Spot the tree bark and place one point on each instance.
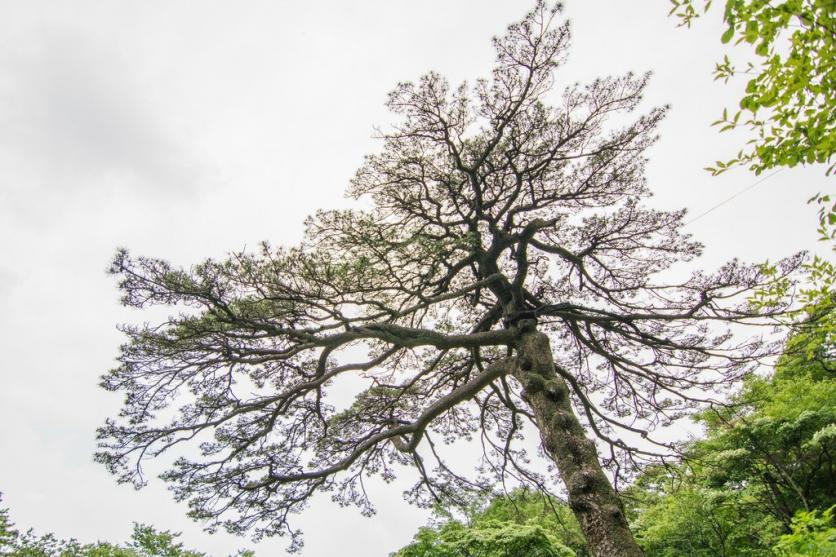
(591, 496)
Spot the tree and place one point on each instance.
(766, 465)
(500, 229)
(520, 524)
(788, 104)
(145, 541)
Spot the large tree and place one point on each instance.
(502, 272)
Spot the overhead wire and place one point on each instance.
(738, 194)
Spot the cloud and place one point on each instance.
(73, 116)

··········

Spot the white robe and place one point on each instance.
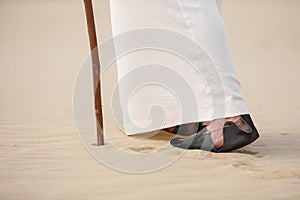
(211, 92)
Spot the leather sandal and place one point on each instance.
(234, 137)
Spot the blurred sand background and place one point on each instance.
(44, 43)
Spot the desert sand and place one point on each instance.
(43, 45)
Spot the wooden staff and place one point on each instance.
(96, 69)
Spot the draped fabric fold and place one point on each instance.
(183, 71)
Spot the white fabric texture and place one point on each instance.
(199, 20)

··········

_Your goal_
Which rows contain the string "fabric", with case counting? Copy each of those rows in full.

_Reply to the task_
Spot the draped fabric fold and place one point on each instance.
Spot the white fabric texture and place one point on each instance.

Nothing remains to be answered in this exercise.